* [SET PROBLEM] Return, word for word, the lines from the line containing "Cam-trap alert: motion was detected. Identify wooden" through the line containing "726, 409, 774, 532", including both of those lines.

--- Begin ITEMS ---

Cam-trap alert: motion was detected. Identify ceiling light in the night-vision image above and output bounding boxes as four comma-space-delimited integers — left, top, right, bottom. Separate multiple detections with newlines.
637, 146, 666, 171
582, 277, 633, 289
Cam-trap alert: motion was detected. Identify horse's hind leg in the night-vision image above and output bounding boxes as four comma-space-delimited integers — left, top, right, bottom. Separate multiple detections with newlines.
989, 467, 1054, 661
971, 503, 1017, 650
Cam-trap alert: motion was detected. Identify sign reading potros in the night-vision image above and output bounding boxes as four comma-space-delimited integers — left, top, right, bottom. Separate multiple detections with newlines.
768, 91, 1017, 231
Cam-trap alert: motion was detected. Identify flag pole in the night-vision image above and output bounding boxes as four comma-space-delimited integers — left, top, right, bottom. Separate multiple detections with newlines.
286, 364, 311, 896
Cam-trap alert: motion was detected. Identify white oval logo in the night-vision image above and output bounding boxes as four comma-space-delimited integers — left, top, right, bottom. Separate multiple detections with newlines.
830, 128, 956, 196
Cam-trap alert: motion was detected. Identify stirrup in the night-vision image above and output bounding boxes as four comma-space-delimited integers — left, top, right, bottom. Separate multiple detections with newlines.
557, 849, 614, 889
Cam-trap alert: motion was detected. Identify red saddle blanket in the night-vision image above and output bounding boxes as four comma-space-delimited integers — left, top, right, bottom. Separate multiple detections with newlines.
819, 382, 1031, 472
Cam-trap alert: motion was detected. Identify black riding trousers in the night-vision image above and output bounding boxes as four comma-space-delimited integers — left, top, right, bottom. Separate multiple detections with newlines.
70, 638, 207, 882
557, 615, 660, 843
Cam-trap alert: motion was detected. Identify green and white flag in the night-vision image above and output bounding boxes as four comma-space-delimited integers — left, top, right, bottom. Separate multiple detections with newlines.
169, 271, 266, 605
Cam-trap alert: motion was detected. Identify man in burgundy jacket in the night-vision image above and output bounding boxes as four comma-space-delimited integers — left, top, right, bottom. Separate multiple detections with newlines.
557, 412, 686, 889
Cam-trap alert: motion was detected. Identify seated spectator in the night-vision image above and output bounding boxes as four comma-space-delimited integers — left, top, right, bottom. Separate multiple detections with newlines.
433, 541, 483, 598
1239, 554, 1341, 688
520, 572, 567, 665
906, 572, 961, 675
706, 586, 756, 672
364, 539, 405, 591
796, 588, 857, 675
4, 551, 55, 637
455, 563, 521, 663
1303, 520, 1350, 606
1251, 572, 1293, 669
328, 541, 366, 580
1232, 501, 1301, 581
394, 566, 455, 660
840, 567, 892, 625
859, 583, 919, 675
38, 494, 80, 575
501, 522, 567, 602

--- End ITEMS ---
--- Begin ITEMS ---

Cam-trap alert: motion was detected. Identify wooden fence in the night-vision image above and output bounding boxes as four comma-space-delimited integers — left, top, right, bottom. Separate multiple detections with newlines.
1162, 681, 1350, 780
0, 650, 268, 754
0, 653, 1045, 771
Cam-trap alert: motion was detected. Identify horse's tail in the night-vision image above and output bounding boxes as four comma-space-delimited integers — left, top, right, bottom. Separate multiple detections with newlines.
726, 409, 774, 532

--- End ITEMS ---

* [OUTPUT OF THE EXERCISE]
Cam-trap alert: motion was detected. Identify wooden fence in the night-vision image above and output bounding boxes as four comma-space-delimited integers — left, top, right, bottom. Separate multiple detections with newlines.
1162, 681, 1350, 780
0, 650, 268, 754
0, 653, 1045, 771
Cam-trap alert: motion was detected. Identify horse's tail in the night-vision image above and output bounding boxes as four comma-space-delimited integers — left, top, right, bottom. Separate multiple detections with newlines.
726, 409, 774, 532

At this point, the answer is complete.